#### DATASET RECORDS
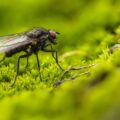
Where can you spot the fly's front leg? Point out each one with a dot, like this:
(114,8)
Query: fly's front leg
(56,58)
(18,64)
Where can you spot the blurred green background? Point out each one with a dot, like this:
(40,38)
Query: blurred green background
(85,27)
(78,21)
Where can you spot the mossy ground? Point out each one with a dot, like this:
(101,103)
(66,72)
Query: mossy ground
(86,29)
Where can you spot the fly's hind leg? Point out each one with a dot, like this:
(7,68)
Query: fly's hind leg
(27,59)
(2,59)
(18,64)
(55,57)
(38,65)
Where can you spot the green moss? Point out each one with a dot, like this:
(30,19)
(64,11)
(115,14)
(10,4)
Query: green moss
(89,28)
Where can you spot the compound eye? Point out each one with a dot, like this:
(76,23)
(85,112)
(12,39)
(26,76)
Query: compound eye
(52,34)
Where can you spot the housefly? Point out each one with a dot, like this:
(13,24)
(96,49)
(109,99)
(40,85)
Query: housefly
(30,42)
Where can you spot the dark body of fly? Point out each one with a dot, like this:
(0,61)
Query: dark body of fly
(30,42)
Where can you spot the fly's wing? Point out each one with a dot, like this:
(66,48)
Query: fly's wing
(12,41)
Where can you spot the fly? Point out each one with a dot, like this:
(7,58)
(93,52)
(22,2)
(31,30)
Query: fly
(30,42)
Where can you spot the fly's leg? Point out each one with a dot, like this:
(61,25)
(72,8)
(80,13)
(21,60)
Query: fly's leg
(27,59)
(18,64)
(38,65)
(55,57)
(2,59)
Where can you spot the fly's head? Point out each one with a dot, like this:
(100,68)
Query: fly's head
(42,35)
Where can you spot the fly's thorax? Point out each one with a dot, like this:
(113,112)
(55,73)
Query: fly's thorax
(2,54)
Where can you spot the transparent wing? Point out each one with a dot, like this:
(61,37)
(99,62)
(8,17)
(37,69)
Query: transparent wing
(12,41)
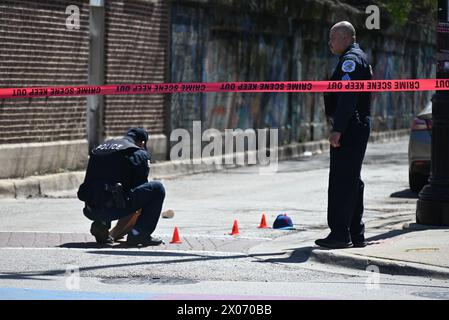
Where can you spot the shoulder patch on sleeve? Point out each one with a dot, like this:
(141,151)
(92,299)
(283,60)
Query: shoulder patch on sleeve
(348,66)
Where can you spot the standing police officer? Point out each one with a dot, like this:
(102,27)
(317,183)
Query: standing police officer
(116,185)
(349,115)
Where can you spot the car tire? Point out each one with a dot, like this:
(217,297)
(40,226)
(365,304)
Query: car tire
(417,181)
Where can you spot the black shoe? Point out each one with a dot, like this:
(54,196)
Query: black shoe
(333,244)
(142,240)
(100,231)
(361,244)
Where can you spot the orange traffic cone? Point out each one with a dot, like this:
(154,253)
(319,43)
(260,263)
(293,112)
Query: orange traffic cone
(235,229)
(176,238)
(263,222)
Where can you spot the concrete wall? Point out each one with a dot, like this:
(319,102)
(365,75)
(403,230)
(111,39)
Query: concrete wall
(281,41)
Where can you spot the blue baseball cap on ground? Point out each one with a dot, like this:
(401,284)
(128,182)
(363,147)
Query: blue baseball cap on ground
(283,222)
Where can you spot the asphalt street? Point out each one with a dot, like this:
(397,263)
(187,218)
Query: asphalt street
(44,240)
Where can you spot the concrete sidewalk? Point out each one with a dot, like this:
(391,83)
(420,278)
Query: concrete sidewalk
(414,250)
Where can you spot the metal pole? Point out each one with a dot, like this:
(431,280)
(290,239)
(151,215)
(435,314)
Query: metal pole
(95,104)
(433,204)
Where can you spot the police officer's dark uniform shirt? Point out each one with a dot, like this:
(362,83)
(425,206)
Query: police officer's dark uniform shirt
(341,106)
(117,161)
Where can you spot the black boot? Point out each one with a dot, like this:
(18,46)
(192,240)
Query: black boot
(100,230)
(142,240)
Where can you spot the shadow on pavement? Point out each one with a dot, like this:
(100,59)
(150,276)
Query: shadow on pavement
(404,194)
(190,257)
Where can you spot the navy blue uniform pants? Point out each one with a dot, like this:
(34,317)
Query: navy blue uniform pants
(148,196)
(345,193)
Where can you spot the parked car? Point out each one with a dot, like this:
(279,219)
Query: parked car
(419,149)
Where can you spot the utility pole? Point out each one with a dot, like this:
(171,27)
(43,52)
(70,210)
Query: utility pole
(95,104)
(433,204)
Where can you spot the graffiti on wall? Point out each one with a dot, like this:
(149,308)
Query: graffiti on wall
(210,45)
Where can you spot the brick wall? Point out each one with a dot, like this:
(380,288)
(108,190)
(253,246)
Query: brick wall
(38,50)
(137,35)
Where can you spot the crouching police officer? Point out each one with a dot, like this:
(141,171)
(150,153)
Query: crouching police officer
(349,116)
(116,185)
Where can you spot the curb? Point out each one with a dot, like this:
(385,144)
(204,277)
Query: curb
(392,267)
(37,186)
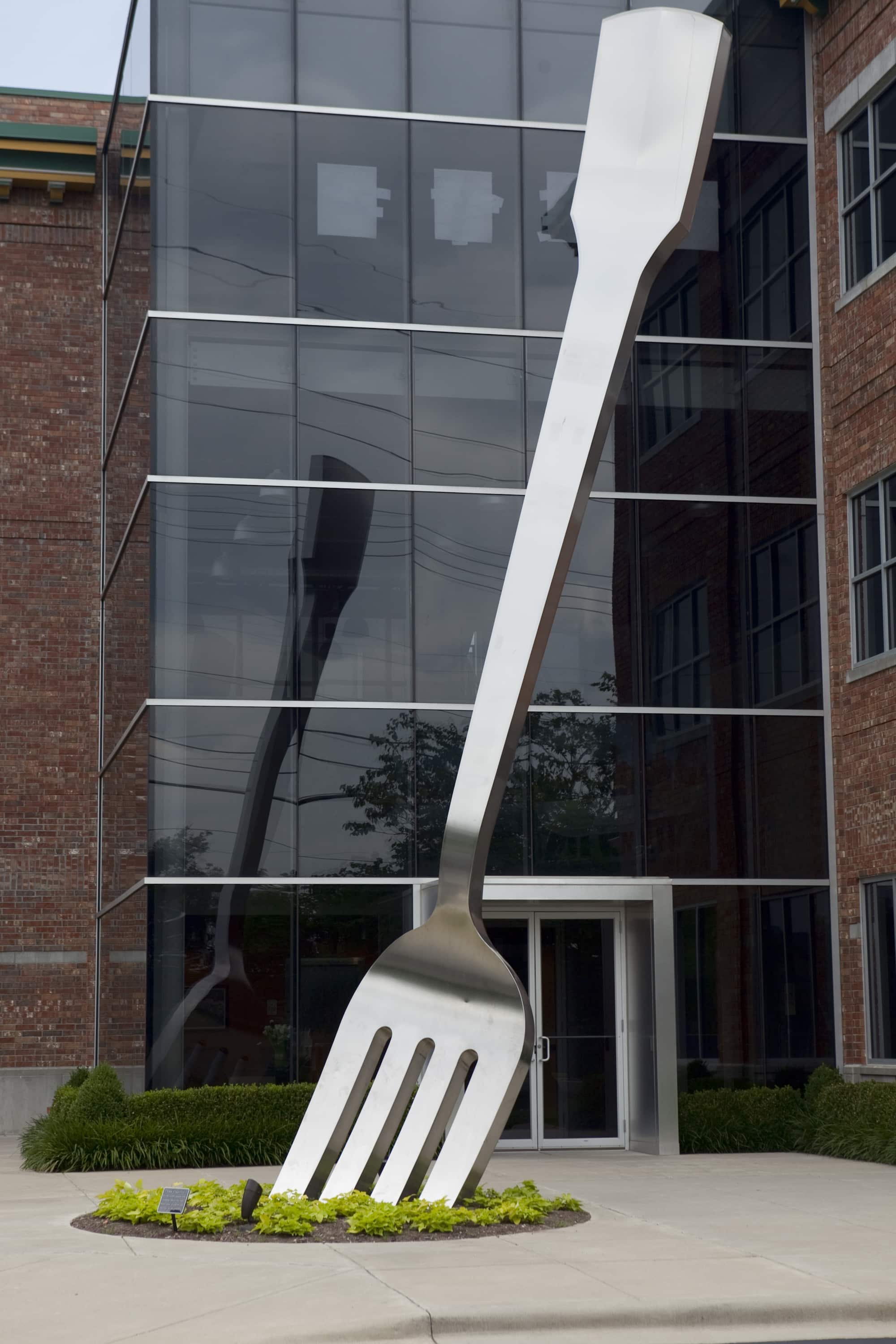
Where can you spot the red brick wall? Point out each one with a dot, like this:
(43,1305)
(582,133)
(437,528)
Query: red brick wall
########
EXERCISE AIM: A faithful copy of every record is required, with no pictures included.

SOLUTION:
Where can you spot the fly's front leg? Point out each one with a dot, like this:
(114,8)
Query: fly's front leg
(56,58)
(18,64)
Where can you spot the blurred green background? Point out each one with a dot, like this:
(40,38)
Query: blurred green background
(85,27)
(78,21)
Where can you spot the mossy ground? Point out each one with a dot, like this:
(101,103)
(66,72)
Query: mossy ground
(86,29)
Where can you spot the fly's hind leg? Point out each one with a dot, like this:
(7,68)
Query: fly's hind leg
(27,59)
(2,59)
(18,64)
(55,57)
(38,65)
Where can you spot the green moss? Point out each one with a dot, like this:
(30,19)
(64,11)
(115,14)
(10,4)
Query: green moss
(89,28)
Where can you spot the compound eye? Point out each one with a dot, like this:
(76,23)
(85,112)
(12,39)
(26,76)
Query: compound eye
(52,34)
Where can you spot the housefly? Point out each one with a dot, like this:
(13,24)
(96,49)
(109,99)
(40,85)
Query: housefly
(30,42)
Where can you spot the dark body of fly? Point out each one with a dot, like this:
(0,61)
Query: dark body of fly
(30,42)
Where can you spot the fly's wing? Point out each one with a dot, like this:
(66,48)
Query: fly's wing
(12,41)
Where can you spot the fly? Point out each one with a dot, like this:
(7,58)
(93,52)
(22,2)
(31,30)
Query: fly
(30,42)
Where can you spot the fly's leg? Point out each one with a dot, like this:
(61,25)
(72,8)
(80,13)
(21,60)
Query: fly's leg
(27,59)
(18,64)
(38,65)
(55,57)
(2,59)
Where can you spot the fly's head? Point out each one with a dot, like this:
(100,68)
Query: fly's head
(42,35)
Where can you spot the fly's thorax? Point out each one with a dot, like this:
(113,112)
(55,73)
Query: fly's thorax
(2,54)
Where can you spot the transparent wing? Point out each one with a dot, like this:
(61,37)
(99,62)
(8,17)
(37,69)
Query: transparent wing
(12,41)
Where can you spot the shoulder patch on sleeve? Point out each one with a dot, like this:
(141,151)
(92,299)
(283,60)
Query: shoulder patch on sleeve
(348,66)
Where can you spot the standing police officer? Point out each one with a dot, like this:
(102,27)
(317,183)
Query: standing police officer
(116,185)
(349,115)
Where can you spot the car tire? Point out each one with a dot, like this:
(217,297)
(40,226)
(365,304)
Query: car tire
(417,181)
Where can you spot the black shoe? Point out each one with a dot, like this:
(54,196)
Query: black shoe
(333,244)
(142,240)
(100,231)
(361,244)
Where can you spot the orange traffic cone? Point out each one with a dot, like this:
(154,253)
(319,43)
(260,263)
(293,112)
Query: orange traffic cone
(235,229)
(176,238)
(263,222)
Where can you spot the concrete wall? Point out each one with a dot, like this:
(319,102)
(365,75)
(403,230)
(111,39)
Query: concrete wall
(281,41)
Where can you spot the blue baseball cap on ground? Point out each one with a dot, like this:
(401,284)
(128,182)
(363,147)
Query: blue baseball cap on ground
(283,222)
Where can you spot the asphalt street? Point out each one with a dot, like this:
(397,263)
(187,218)
Query: asphalt street
(44,240)
Where can you spot the concrete sidewalk? Point out each one with a dot, like this:
(391,83)
(420,278)
Query: concrete sidewalk
(414,250)
Where can you spot the metal pole? Point out each one with a dot, like this:
(431,280)
(290,239)
(151,215)
(435,314)
Query: metal pole
(95,104)
(433,204)
Where can you spot the police officer's dark uniform shirt? Point out each one with a dot, like this:
(362,83)
(425,206)
Query: police officer's dark uniform shirt
(341,106)
(117,161)
Where can you spot the black boot? Point out each one with a dot, like this:
(18,46)
(192,240)
Query: black boot
(100,230)
(142,240)
Where can you spot the shadow on pavement? Point out each one with a dot, like this:
(100,59)
(150,276)
Query: shadow on pavement
(404,194)
(190,257)
Where can you spot the navy blue uniform pants? Point out each one with a dot, like this:
(34,317)
Query: navy blue uniform pants
(148,196)
(345,193)
Where can you spot the parked car? Point out each one with a dot, like this:
(279,219)
Query: parked car
(419,149)
Where can you spot the utility pole? Point out each one with a dot, like this:
(171,27)
(43,52)
(70,210)
Query: utility pole
(95,104)
(433,204)
Where can you spot the graffiti on wall? Point out each one with a dot, like this:
(149,308)
Query: graffiti on wall
(210,45)
Where can you spot the brick wall? Point out each one with a dot, like this:
(380,288)
(108,190)
(253,246)
Query: brick wall
(38,50)
(137,35)
Where can you spot the crouching police officer? Point out each one with a dot, like this:
(141,171)
(150,153)
Query: crouching police officer
(349,116)
(116,185)
Where can you spot the curb? Point out each one with a dot, like this:
(385,144)
(204,277)
Query: curb
(392,267)
(37,186)
Where can you spot the red brick wall? Point out each one with a dot, like this:
(43,1305)
(582,133)
(437,528)
Query: red brick wall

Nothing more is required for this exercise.